Task to complete:
Pick out every line in the listing below that contains the string "item", and copy each of those lines.

(Segmentation listing)
[start]
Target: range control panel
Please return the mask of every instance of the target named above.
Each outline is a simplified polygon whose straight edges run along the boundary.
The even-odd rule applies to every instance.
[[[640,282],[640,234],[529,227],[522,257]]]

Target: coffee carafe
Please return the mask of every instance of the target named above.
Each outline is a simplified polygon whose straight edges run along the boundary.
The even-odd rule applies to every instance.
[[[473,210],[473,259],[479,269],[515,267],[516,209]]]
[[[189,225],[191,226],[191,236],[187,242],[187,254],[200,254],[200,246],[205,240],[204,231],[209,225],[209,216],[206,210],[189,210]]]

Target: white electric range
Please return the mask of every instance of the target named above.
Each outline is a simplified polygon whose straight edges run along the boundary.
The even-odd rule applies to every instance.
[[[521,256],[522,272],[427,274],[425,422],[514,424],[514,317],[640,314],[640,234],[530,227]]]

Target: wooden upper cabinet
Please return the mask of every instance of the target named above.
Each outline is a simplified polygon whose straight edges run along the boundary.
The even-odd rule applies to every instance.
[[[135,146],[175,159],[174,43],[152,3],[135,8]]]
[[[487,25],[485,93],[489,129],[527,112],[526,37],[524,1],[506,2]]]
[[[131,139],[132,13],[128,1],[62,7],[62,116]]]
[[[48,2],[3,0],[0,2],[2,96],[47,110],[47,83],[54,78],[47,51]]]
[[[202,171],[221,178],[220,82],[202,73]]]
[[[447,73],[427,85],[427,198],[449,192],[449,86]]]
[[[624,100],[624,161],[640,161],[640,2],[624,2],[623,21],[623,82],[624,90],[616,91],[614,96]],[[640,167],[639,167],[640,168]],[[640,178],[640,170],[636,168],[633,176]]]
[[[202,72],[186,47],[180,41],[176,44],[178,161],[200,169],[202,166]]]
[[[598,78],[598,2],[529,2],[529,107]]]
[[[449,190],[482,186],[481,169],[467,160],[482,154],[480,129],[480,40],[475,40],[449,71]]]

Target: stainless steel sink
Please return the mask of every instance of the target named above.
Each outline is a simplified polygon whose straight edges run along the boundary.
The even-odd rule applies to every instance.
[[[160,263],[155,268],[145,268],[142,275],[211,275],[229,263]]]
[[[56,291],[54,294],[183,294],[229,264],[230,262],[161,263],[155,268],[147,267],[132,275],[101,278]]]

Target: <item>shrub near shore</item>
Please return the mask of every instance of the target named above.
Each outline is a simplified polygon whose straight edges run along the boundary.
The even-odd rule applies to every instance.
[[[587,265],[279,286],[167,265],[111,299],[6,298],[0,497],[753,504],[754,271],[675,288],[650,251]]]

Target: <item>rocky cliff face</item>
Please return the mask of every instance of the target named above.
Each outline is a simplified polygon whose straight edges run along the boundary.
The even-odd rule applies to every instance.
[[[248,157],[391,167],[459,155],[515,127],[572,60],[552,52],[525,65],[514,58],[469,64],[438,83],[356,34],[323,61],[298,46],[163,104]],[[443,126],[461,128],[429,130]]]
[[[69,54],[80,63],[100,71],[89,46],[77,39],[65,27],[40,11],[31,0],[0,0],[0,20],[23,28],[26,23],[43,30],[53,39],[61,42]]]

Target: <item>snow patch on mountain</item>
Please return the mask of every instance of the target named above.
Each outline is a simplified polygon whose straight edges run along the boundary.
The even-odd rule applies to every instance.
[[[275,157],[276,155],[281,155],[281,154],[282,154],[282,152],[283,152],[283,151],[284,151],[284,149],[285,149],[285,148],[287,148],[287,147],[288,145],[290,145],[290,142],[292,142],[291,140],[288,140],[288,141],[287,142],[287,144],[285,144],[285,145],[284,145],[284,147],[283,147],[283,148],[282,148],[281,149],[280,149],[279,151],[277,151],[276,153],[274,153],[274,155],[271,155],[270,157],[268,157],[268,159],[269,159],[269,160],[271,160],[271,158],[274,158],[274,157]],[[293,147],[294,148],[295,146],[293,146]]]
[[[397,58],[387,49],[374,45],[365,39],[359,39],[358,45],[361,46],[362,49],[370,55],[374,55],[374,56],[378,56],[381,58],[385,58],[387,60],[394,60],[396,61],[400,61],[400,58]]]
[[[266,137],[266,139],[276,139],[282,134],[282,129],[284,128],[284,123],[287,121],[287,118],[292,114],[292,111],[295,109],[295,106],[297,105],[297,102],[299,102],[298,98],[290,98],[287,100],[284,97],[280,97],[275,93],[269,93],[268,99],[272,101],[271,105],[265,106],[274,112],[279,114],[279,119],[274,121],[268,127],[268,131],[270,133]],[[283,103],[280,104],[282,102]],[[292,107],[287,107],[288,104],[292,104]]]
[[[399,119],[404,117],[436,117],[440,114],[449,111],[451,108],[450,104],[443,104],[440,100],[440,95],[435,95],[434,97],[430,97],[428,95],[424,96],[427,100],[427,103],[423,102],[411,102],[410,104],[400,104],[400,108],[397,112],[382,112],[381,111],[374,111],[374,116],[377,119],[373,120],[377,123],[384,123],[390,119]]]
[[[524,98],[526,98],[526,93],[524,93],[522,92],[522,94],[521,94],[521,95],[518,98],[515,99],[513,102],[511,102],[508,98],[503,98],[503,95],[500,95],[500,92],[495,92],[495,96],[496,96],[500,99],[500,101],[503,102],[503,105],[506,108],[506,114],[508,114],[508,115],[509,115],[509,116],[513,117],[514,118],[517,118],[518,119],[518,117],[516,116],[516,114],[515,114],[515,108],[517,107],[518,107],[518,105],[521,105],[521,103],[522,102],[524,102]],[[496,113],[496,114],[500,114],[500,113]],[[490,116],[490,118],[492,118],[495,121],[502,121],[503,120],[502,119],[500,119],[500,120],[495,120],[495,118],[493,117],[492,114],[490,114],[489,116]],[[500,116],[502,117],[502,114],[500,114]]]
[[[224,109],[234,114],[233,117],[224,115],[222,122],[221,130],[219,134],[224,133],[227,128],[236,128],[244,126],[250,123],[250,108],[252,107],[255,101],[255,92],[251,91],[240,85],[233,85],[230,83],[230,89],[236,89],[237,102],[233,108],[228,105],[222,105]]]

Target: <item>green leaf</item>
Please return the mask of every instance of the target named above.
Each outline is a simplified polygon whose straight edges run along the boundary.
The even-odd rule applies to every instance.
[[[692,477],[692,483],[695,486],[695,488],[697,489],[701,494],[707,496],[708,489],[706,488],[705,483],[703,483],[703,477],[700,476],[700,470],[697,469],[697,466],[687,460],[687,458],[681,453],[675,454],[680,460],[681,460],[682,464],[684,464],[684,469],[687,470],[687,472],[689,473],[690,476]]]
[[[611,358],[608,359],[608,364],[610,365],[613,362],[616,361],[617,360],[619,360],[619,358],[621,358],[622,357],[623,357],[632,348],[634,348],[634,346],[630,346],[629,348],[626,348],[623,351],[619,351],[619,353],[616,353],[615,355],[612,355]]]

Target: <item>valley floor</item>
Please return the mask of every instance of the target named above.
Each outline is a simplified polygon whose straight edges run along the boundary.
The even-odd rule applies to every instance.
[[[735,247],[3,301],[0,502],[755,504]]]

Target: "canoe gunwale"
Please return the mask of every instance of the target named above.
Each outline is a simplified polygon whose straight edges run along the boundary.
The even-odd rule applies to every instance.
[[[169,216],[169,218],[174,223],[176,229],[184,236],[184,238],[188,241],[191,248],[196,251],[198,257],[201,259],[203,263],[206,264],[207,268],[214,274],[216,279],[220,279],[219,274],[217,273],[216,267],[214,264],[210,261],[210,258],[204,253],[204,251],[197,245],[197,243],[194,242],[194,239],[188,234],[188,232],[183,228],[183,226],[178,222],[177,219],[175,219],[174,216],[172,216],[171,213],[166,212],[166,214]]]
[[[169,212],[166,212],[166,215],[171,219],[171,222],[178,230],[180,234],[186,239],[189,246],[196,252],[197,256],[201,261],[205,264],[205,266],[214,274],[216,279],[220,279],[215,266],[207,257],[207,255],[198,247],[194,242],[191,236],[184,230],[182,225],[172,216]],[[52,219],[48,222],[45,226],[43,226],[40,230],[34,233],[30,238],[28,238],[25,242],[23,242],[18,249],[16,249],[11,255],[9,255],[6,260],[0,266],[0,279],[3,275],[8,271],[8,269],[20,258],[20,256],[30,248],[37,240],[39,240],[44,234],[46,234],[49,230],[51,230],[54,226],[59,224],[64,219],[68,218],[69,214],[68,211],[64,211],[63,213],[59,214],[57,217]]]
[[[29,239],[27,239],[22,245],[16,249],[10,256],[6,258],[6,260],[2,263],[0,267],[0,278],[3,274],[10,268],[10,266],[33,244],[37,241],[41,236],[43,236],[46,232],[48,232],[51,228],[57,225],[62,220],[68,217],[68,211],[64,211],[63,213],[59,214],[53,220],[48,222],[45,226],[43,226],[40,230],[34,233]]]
[end]
Correct answer:
Target: <item>shrub near shore</item>
Target: <item>rocky cliff face</item>
Target: <item>snow patch on mountain</item>
Target: <item>green leaf</item>
Target: <item>valley floor</item>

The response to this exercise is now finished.